Dataset excerpts on object pointing
....
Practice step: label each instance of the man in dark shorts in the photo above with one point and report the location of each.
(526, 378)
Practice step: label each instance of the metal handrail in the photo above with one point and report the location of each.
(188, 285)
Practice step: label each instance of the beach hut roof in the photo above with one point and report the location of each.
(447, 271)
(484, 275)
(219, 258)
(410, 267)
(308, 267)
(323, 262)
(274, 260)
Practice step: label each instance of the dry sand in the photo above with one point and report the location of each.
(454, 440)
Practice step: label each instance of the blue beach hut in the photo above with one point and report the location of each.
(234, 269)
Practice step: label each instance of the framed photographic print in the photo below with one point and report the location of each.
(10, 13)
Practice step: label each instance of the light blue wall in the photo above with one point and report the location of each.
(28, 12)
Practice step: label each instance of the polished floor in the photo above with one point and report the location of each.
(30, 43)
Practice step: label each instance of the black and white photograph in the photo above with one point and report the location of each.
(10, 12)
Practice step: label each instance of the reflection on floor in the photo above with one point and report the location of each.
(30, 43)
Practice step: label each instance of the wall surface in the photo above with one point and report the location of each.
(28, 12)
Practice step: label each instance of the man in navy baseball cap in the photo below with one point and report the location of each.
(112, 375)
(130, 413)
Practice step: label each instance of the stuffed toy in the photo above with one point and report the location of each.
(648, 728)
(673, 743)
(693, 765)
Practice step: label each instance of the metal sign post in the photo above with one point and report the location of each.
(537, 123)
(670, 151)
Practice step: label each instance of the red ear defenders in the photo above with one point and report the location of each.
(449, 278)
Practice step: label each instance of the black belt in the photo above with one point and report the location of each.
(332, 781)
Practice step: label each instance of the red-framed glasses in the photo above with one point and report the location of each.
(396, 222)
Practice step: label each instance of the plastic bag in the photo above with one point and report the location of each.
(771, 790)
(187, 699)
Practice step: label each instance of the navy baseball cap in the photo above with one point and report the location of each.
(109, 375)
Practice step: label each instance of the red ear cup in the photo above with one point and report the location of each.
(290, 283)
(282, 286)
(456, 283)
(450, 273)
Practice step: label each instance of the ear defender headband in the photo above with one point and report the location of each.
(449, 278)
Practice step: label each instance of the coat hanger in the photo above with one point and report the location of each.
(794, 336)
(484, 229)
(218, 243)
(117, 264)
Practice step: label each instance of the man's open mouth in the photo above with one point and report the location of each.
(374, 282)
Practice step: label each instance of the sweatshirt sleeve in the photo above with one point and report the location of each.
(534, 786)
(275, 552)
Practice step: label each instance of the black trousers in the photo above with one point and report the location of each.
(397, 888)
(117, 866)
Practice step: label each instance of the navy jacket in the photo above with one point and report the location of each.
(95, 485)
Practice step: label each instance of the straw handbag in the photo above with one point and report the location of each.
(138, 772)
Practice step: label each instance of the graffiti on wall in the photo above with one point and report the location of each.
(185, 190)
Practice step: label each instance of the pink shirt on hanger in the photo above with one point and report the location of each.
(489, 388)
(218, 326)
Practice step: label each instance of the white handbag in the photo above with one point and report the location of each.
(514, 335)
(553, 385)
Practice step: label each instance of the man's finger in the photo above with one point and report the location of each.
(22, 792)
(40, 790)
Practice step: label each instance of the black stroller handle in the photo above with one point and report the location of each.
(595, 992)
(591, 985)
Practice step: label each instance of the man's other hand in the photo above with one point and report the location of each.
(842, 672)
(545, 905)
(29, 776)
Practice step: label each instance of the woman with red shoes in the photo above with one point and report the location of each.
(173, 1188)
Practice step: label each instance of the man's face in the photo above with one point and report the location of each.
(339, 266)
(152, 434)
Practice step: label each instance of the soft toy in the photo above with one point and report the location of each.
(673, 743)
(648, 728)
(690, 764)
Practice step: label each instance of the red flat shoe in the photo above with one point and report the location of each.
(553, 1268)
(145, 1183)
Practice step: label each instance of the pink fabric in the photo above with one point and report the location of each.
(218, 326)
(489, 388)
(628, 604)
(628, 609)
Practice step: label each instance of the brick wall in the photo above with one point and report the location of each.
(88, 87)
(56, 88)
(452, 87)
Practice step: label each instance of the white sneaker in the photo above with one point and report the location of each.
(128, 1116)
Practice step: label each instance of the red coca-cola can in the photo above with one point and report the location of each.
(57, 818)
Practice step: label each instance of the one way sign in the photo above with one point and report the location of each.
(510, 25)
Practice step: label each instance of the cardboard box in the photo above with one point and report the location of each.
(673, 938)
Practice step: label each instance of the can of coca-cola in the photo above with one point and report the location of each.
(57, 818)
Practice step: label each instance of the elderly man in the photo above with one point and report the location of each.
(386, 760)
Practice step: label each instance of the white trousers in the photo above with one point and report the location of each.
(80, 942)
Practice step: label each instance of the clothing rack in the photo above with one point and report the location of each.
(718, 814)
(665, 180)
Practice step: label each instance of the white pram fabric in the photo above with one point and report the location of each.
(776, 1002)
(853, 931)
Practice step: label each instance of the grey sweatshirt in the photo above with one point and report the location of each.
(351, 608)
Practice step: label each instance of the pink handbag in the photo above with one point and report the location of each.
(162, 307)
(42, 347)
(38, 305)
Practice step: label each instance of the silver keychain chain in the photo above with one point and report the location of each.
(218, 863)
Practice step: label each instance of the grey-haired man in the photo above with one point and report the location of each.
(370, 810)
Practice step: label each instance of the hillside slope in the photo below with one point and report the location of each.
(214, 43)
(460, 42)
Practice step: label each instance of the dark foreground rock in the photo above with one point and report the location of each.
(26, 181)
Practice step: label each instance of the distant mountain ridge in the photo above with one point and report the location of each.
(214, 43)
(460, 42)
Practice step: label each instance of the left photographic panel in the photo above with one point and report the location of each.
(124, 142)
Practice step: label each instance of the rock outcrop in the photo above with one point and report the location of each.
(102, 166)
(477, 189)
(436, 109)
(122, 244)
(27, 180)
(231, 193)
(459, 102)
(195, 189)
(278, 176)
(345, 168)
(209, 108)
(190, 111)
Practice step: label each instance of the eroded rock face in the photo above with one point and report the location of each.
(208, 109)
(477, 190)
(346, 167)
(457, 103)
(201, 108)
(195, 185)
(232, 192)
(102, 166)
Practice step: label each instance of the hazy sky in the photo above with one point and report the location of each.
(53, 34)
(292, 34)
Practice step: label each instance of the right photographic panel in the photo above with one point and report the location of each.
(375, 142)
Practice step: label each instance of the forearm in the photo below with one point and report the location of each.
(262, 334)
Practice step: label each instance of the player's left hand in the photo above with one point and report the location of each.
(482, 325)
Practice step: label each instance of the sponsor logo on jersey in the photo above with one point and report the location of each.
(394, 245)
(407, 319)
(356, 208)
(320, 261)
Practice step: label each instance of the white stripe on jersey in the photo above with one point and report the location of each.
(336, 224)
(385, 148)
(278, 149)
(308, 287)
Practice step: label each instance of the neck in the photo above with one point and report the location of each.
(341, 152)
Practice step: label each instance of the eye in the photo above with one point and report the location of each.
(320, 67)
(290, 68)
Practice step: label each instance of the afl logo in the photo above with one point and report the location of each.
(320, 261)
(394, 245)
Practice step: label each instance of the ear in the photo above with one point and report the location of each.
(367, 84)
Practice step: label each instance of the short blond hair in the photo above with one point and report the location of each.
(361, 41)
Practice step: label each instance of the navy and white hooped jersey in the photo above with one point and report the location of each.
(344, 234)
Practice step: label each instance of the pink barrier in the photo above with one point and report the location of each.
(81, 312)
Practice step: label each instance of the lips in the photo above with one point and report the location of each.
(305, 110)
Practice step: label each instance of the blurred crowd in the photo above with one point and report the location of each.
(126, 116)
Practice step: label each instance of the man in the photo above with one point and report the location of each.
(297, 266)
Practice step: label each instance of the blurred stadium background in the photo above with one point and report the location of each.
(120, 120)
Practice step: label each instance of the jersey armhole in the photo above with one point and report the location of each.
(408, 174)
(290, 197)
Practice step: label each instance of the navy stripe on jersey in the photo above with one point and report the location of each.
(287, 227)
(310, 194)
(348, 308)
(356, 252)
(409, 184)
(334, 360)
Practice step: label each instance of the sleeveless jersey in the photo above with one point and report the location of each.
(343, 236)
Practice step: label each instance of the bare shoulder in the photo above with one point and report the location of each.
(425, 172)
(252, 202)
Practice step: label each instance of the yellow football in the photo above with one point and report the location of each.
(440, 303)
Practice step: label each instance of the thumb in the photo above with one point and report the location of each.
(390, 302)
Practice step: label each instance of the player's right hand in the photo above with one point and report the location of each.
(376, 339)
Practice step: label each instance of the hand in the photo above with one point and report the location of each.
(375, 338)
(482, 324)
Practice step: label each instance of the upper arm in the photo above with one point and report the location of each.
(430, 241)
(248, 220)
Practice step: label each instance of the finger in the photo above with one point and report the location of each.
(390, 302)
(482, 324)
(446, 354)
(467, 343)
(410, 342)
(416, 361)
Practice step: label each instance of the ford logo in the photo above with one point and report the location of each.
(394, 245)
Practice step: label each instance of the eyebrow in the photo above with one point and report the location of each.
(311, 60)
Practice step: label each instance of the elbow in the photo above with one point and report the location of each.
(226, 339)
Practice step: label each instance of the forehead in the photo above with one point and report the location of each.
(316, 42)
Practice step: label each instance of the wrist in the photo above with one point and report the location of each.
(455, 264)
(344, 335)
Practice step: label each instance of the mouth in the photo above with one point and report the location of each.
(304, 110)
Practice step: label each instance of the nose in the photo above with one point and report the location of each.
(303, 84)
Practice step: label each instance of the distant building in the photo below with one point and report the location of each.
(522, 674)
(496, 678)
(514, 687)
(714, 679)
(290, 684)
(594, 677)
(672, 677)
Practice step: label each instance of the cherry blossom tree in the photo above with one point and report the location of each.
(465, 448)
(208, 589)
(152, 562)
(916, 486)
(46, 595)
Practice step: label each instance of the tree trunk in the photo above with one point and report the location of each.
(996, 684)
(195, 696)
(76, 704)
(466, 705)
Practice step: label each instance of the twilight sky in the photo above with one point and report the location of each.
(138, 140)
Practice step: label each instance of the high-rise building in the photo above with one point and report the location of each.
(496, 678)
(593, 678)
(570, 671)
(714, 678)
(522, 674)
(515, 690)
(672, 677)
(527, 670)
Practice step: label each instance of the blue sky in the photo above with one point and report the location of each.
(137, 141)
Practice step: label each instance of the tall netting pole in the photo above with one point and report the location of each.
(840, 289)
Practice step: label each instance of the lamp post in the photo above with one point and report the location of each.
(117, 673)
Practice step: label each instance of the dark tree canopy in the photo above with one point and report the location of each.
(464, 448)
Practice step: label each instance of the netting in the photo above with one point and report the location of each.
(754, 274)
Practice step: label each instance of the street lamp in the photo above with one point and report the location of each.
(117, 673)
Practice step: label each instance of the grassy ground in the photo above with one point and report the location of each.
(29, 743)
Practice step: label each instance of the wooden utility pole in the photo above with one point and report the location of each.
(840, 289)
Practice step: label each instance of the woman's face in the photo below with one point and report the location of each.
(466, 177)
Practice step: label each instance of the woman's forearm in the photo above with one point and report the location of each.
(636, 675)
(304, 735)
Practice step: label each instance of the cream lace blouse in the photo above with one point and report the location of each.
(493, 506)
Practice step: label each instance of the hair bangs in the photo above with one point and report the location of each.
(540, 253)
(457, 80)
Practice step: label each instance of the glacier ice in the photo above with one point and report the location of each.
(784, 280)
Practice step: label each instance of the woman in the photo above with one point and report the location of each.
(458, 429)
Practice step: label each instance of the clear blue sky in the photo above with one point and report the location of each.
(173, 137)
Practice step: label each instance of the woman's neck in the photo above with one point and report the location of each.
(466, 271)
....
*TASK DETAILS*
Extract the lines above from the one containing "Practice step: label each instance of the tall" to the last line, both included, exactly as written.

*ANSWER IN FULL*
Practice step: label each instance of the tall netting pole in the photo above with one point and report the location of each.
(840, 289)
Practice step: label each instance of the lamp post in the photo above with one point and report the location of each.
(117, 673)
Practice step: label each instance of the dark tree canopy in the photo above with one point and report the location of each.
(464, 448)
Practice step: label each instance of the netting in the photo above with one point and report the location of each.
(754, 274)
Practice step: label each instance of the street lamp in the photo above with one point and report the location of each.
(117, 673)
Practice step: label each instance of the grassy ground in the photo above with one point and report the location of each.
(29, 743)
Practice step: label each instance of the wooden utility pole in the photo above with one point and report the location of each.
(840, 289)
Practice step: label each instance of the woman's face in the photo below with one point and report the location of each.
(466, 177)
Practice step: label each instance of the woman's forearm in the photo above with one point and report the location of each.
(636, 675)
(304, 735)
Practice step: label each instance of the cream lace blouse in the photo above with one point and report the location of each.
(493, 506)
Practice step: label each instance of the hair bangs in the photo above with one point and report the location of each.
(540, 253)
(457, 80)
Practice step: label each instance of the glacier ice in the photo above with one point and report the location of each.
(784, 280)
Practice step: label each instance of the woman in the photo above with one point and report the location of each.
(458, 429)
Practice step: label each instance of the clear blue sky in the photo above with one point and report the location of each.
(173, 137)
Practice step: label each instance of the woman's neck in the photo above with one point and report the location of each.
(466, 271)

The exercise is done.